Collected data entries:
____________
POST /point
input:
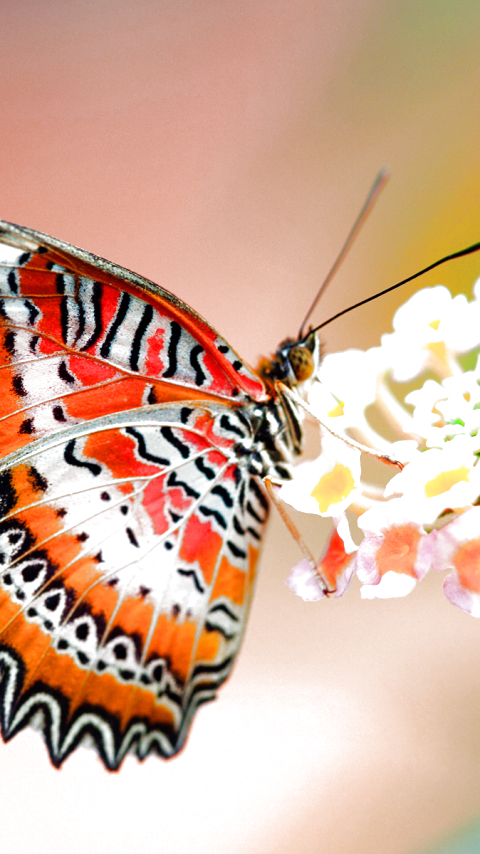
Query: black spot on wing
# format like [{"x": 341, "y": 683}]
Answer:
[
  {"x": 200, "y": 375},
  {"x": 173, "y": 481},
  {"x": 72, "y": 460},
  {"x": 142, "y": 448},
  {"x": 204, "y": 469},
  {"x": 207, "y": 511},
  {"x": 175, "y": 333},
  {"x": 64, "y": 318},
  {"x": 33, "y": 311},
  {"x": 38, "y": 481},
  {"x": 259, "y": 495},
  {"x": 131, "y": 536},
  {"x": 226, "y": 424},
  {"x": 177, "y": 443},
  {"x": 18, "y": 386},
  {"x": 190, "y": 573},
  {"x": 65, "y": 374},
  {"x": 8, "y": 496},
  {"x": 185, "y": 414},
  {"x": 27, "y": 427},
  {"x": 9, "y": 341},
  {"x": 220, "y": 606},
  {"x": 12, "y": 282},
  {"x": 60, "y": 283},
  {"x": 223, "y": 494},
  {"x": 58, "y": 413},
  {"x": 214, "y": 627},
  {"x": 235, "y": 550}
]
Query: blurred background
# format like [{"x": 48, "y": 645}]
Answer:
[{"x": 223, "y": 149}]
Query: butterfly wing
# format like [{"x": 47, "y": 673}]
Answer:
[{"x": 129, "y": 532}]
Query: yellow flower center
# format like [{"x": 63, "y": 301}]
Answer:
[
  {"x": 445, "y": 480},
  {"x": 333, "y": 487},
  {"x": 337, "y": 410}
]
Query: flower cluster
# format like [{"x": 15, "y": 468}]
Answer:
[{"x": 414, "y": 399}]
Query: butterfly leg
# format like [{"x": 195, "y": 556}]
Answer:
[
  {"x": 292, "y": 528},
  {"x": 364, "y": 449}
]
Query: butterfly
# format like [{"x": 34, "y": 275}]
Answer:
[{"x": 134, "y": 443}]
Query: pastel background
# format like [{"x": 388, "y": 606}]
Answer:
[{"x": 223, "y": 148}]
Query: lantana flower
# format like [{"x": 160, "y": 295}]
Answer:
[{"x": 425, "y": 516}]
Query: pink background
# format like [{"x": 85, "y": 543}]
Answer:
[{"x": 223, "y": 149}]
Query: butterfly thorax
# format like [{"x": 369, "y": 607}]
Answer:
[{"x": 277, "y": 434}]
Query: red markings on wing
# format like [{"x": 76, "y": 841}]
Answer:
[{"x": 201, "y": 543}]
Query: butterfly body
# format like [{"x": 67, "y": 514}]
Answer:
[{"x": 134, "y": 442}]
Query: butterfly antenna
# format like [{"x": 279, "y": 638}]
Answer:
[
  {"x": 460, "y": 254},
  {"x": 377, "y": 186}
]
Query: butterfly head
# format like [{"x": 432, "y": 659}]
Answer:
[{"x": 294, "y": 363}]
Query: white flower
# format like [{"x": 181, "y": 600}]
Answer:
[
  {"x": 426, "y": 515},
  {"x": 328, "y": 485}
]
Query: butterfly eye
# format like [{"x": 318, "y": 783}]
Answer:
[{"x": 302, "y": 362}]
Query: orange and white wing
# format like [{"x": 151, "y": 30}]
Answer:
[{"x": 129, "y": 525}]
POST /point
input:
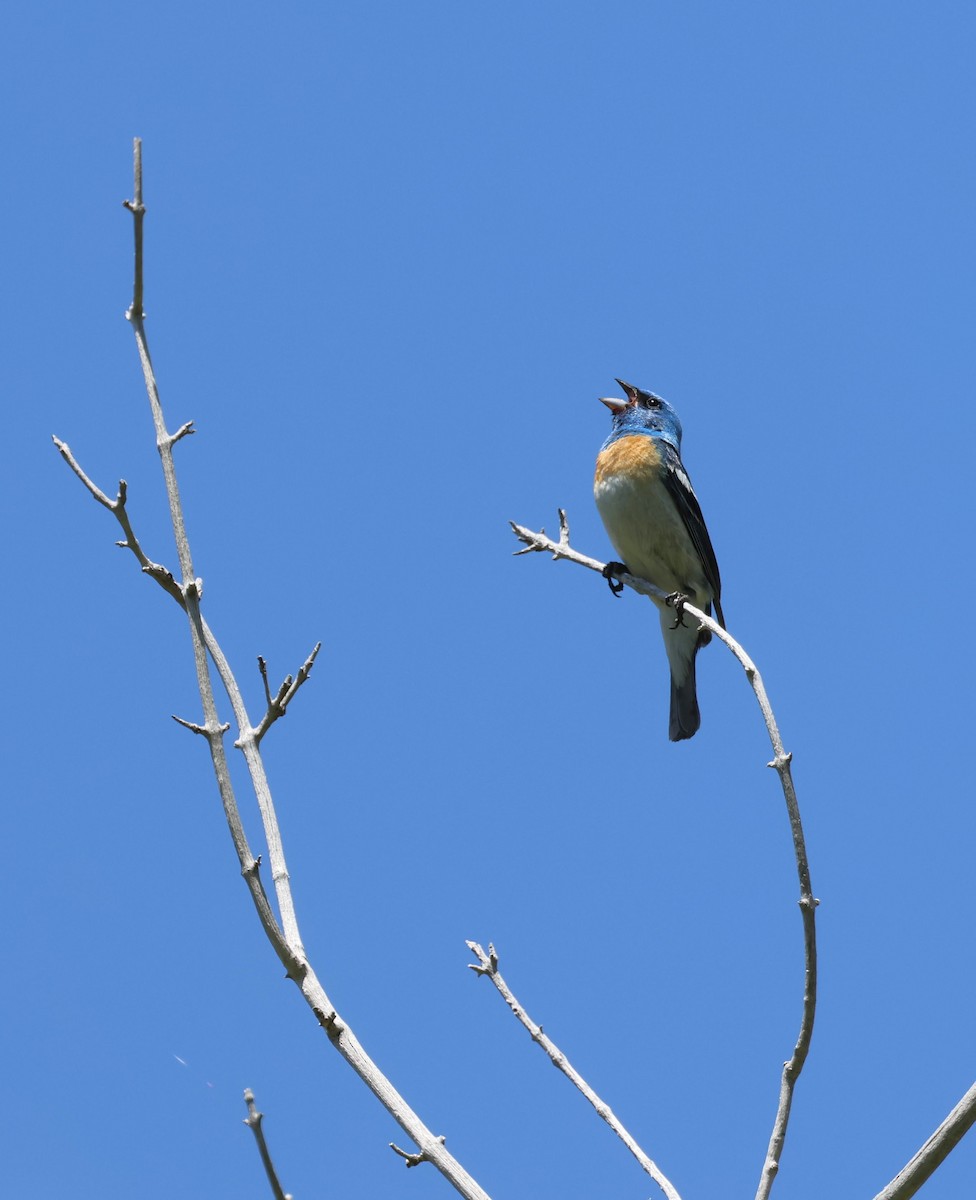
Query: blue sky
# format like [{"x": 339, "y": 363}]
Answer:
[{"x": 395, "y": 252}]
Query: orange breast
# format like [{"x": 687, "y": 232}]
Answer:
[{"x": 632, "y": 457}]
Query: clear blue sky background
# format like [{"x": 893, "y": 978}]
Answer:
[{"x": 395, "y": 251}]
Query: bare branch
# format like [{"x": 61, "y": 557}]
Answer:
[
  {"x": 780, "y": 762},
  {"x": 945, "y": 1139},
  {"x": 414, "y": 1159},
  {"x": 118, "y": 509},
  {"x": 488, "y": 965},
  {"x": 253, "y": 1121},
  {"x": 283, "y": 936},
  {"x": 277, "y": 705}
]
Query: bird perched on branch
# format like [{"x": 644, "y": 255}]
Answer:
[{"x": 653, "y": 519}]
____________
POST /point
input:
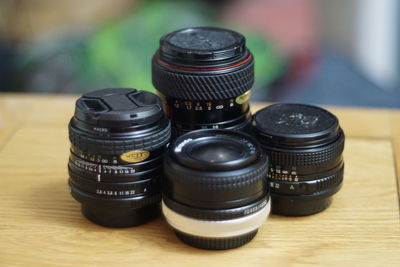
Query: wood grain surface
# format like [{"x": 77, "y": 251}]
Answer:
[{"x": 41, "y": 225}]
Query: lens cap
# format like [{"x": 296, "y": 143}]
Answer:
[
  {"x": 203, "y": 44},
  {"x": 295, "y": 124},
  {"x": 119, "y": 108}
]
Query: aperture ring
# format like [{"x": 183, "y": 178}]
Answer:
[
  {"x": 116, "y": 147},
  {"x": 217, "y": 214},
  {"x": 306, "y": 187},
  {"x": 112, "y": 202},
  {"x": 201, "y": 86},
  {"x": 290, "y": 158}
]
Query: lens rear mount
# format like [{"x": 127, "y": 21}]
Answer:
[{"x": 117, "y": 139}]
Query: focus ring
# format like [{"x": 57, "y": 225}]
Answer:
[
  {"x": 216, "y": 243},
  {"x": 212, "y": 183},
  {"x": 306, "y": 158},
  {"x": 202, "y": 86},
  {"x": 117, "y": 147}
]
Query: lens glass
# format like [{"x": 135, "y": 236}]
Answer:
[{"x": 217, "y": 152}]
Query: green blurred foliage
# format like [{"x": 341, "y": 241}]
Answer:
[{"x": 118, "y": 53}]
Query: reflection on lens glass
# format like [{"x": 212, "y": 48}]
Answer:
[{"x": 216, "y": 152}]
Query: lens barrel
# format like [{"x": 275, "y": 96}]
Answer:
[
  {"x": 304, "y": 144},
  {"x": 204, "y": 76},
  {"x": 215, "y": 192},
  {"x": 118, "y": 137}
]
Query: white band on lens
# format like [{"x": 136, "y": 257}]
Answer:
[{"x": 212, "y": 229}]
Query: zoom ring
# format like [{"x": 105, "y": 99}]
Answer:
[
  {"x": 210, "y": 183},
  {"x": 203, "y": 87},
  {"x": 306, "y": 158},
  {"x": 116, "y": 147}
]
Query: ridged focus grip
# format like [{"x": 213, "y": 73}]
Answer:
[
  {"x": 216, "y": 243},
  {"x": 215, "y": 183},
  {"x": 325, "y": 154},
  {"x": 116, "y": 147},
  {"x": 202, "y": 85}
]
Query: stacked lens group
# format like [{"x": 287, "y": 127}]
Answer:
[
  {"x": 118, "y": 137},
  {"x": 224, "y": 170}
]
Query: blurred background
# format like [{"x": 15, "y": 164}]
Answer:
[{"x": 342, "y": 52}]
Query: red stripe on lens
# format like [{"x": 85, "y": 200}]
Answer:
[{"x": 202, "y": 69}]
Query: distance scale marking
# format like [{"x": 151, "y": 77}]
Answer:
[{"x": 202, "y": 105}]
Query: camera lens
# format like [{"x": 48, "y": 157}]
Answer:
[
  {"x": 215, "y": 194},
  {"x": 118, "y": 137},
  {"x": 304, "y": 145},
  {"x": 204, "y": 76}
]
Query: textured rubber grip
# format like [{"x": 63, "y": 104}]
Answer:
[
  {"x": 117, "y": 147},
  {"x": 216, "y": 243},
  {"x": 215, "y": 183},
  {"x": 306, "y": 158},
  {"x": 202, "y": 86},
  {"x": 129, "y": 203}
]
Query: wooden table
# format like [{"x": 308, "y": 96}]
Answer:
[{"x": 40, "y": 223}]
____________
» Given exercise
List every line above that contains the word "orange", matching case exactly.

» Solved exercise
Query: orange and white wing
Query: orange breast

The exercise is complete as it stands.